* **DIRECTIONS**
Work through the entries that follow and state how many lines contain the word "shoulder". Only the number is wanted.

[Referring expression data]
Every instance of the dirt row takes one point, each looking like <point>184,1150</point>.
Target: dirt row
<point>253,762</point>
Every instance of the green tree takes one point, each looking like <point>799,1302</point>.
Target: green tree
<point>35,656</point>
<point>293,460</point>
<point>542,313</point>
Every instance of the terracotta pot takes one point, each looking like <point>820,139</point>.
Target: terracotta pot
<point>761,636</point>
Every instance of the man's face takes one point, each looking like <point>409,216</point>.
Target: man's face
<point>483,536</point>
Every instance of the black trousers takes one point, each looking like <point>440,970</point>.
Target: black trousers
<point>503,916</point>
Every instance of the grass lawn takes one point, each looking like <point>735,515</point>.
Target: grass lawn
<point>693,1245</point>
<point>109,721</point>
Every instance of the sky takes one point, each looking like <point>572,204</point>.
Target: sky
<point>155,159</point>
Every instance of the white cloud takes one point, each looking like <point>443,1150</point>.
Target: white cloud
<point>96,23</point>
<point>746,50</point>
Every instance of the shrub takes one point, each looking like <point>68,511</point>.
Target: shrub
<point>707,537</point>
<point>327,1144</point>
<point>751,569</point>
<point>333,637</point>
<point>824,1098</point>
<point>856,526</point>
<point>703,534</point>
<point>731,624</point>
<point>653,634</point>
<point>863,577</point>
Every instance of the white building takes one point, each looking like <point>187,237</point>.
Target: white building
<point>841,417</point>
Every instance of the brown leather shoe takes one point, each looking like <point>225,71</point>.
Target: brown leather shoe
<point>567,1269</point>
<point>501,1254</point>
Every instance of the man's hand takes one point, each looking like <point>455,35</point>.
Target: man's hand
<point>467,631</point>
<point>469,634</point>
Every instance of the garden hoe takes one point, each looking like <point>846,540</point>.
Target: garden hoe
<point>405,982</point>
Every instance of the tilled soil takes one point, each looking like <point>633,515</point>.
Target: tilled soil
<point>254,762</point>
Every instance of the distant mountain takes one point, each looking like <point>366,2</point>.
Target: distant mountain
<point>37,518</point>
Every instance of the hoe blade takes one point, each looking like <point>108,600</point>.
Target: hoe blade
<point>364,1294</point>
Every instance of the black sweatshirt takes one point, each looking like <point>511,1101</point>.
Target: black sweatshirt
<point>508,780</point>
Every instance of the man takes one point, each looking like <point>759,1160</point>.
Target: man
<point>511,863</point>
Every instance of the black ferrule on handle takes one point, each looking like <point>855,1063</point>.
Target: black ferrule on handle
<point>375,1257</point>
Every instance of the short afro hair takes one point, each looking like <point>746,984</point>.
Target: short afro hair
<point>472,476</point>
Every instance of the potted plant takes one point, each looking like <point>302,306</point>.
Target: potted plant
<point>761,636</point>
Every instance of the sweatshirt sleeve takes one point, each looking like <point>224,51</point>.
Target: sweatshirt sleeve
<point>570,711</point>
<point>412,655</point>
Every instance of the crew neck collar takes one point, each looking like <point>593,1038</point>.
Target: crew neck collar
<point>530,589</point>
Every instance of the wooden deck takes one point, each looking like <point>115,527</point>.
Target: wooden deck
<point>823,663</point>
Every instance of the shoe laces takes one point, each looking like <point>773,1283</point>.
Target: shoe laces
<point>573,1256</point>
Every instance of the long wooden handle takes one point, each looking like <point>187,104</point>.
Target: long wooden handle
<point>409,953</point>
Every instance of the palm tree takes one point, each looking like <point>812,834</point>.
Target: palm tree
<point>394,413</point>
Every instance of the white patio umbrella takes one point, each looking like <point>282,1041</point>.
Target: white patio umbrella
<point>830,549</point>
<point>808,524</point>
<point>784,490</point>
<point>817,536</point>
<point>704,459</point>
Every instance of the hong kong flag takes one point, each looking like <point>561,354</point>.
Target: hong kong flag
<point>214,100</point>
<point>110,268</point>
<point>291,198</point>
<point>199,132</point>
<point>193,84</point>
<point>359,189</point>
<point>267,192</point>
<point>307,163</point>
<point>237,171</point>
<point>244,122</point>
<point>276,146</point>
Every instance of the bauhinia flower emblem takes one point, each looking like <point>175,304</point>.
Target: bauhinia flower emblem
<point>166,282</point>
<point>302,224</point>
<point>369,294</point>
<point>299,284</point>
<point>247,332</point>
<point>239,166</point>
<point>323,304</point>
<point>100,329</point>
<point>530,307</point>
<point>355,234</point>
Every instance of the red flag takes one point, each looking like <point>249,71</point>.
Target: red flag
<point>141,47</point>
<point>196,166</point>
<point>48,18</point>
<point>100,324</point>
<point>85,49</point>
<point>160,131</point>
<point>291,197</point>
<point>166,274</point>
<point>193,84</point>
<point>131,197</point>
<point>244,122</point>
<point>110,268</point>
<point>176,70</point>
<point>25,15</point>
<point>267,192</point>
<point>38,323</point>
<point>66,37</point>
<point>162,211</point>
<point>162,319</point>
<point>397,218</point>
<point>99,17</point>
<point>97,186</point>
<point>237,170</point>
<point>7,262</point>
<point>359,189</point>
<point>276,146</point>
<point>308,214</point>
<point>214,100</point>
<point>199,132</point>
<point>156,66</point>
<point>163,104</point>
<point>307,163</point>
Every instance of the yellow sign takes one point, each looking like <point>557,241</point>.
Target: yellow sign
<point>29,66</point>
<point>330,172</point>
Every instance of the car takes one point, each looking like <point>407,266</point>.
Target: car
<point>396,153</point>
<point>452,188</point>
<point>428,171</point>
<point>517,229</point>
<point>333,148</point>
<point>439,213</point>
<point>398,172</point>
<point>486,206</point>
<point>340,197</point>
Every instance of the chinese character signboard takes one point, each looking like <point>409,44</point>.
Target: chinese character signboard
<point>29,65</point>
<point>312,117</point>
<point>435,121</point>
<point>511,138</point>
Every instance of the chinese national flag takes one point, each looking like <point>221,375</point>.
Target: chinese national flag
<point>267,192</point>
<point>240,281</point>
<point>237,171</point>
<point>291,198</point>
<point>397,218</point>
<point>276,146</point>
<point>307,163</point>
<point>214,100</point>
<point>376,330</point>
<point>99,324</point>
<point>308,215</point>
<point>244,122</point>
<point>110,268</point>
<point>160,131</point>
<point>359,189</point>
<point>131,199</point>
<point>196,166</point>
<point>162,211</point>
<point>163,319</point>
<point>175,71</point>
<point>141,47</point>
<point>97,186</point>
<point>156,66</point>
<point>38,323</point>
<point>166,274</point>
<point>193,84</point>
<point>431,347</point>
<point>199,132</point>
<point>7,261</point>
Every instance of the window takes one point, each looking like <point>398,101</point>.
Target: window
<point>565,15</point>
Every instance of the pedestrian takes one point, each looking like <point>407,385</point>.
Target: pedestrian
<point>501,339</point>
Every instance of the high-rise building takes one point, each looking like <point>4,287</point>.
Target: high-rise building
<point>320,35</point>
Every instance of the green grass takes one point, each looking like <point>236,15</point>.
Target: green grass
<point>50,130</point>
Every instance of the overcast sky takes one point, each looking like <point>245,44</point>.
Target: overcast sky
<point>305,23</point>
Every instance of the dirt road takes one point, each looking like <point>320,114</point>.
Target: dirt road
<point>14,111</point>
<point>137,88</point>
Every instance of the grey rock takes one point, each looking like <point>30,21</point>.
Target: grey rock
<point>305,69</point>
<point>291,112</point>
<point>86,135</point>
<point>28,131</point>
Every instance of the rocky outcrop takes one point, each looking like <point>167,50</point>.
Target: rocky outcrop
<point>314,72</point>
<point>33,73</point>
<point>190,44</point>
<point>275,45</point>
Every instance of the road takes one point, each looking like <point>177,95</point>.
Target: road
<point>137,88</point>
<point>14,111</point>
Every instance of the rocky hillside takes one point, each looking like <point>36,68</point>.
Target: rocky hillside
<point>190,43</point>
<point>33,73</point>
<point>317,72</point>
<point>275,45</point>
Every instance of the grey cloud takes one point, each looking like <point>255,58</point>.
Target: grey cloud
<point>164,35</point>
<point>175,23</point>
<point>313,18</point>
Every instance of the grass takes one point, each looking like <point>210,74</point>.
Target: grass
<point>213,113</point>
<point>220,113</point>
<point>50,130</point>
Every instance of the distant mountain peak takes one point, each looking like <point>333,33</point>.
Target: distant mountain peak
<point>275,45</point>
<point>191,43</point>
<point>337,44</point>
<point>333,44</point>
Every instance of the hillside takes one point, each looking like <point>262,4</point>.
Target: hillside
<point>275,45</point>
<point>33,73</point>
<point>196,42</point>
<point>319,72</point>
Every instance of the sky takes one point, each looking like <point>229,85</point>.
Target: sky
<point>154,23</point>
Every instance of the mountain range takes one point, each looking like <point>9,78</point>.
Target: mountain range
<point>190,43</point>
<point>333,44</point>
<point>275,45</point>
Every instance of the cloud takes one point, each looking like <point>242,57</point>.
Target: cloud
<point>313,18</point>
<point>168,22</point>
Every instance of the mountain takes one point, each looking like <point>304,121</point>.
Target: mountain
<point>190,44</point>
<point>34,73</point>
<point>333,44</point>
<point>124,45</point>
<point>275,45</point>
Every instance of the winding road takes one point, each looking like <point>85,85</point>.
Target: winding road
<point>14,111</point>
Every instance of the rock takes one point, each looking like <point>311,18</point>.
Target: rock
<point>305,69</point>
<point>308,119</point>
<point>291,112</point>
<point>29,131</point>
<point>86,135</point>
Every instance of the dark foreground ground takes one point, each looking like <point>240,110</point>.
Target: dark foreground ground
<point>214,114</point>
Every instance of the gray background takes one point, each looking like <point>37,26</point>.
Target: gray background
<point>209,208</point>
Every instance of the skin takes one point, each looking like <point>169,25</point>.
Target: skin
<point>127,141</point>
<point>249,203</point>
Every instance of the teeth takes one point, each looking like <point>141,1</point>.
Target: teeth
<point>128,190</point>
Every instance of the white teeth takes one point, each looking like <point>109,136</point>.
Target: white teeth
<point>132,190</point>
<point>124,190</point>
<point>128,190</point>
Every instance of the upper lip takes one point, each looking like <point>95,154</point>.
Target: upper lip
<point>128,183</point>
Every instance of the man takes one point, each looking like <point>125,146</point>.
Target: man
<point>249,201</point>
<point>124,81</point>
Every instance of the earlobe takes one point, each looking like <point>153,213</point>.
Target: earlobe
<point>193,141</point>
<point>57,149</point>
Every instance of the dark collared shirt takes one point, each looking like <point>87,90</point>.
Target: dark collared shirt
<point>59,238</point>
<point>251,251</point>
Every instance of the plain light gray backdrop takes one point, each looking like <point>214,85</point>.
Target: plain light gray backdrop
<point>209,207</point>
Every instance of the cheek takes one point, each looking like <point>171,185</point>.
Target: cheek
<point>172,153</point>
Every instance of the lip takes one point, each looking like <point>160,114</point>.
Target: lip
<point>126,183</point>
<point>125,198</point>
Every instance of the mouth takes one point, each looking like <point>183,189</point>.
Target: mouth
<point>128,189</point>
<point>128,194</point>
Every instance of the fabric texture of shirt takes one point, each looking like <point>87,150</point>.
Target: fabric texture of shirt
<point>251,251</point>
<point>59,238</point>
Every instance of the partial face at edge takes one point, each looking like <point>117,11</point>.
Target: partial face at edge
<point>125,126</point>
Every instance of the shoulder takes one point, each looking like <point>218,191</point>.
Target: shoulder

* **OUTPUT FOR THIS TASK**
2